■ **Given task**:
All records below must be retyped exactly.

begin Records provided

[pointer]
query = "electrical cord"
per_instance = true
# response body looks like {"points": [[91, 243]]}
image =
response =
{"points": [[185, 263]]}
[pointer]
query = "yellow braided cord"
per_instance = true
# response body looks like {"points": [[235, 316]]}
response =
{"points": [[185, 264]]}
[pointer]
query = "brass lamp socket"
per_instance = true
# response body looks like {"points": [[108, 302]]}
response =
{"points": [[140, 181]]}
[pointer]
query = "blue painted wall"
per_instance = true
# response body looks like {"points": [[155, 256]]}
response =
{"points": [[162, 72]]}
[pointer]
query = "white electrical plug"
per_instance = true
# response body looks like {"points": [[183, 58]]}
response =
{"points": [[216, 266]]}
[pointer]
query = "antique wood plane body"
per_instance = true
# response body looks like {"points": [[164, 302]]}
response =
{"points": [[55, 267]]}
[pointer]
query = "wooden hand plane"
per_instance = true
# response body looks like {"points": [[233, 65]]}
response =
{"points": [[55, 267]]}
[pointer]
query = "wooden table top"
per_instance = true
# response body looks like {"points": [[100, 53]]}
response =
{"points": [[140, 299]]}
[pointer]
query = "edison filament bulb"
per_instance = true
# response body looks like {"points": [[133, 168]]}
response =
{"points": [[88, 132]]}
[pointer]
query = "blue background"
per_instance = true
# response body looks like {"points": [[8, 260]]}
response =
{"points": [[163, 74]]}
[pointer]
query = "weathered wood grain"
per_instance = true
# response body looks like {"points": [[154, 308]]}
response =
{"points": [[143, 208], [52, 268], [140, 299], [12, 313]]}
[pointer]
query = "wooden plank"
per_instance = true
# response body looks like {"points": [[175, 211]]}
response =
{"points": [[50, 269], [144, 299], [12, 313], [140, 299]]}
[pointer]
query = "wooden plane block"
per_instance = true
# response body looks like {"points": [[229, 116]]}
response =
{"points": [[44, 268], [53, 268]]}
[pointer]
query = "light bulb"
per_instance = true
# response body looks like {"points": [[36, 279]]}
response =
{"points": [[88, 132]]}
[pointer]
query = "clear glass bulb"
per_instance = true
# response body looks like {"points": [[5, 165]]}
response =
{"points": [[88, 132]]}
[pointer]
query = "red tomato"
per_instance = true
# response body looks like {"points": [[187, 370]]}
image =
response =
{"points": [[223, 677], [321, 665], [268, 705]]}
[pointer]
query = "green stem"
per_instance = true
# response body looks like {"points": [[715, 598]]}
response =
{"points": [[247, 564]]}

end Records provided

■ **The answer**:
[pointer]
query = "electrical cord"
per_instance = true
# response body looks like {"points": [[91, 243]]}
image =
response =
{"points": [[185, 263]]}
[pointer]
query = "yellow braided cord"
per_instance = true
# response body looks like {"points": [[235, 316]]}
response =
{"points": [[185, 264]]}
[pointer]
query = "brass lamp socket"
per_instance = true
# response body looks like {"points": [[108, 302]]}
response =
{"points": [[140, 181]]}
[pointer]
query = "blue painted wall"
per_instance = true
# response body looks like {"points": [[155, 256]]}
response =
{"points": [[162, 72]]}
[pointer]
query = "white electrical plug"
per_instance = true
# response body looks like {"points": [[183, 58]]}
response =
{"points": [[216, 266]]}
[pointer]
query = "antique wood plane body"
per_instance = true
# response body looks like {"points": [[164, 302]]}
response =
{"points": [[55, 267]]}
[pointer]
query = "wooden hand plane"
per_instance = true
# response body looks like {"points": [[233, 65]]}
response =
{"points": [[55, 267]]}
[pointer]
query = "wooden table top"
per_instance = true
# response body looks like {"points": [[100, 53]]}
response =
{"points": [[140, 299]]}
[pointer]
query = "edison filament bulb"
per_instance = true
# response body looks like {"points": [[133, 168]]}
response =
{"points": [[88, 132]]}
[pointer]
query = "blue background"
per_instance = true
# response body looks like {"points": [[8, 260]]}
response =
{"points": [[163, 74]]}
[pointer]
query = "weathered wood grain"
per_instance = true
# response body looks like {"points": [[154, 308]]}
response =
{"points": [[143, 208], [52, 268], [140, 299], [12, 313]]}
[pointer]
query = "wooden plank"
per_instance = true
# response body looks like {"points": [[175, 211]]}
response =
{"points": [[50, 269], [144, 299], [12, 313], [140, 299]]}
[pointer]
query = "wooden plane block"
per_instance = true
# response body looks like {"points": [[229, 116]]}
response =
{"points": [[44, 268], [53, 268]]}
[pointer]
query = "light bulb"
per_instance = true
# response body looks like {"points": [[36, 279]]}
response =
{"points": [[88, 132]]}
[pointer]
query = "clear glass bulb"
per_instance = true
# response body looks like {"points": [[5, 165]]}
response =
{"points": [[88, 132]]}
[pointer]
query = "red tomato"
per_instance = true
# response body looks like {"points": [[187, 370]]}
image =
response =
{"points": [[223, 677], [321, 665], [268, 705]]}
[pointer]
query = "green stem"
per_instance = true
# response body looks like {"points": [[715, 598]]}
response =
{"points": [[247, 564]]}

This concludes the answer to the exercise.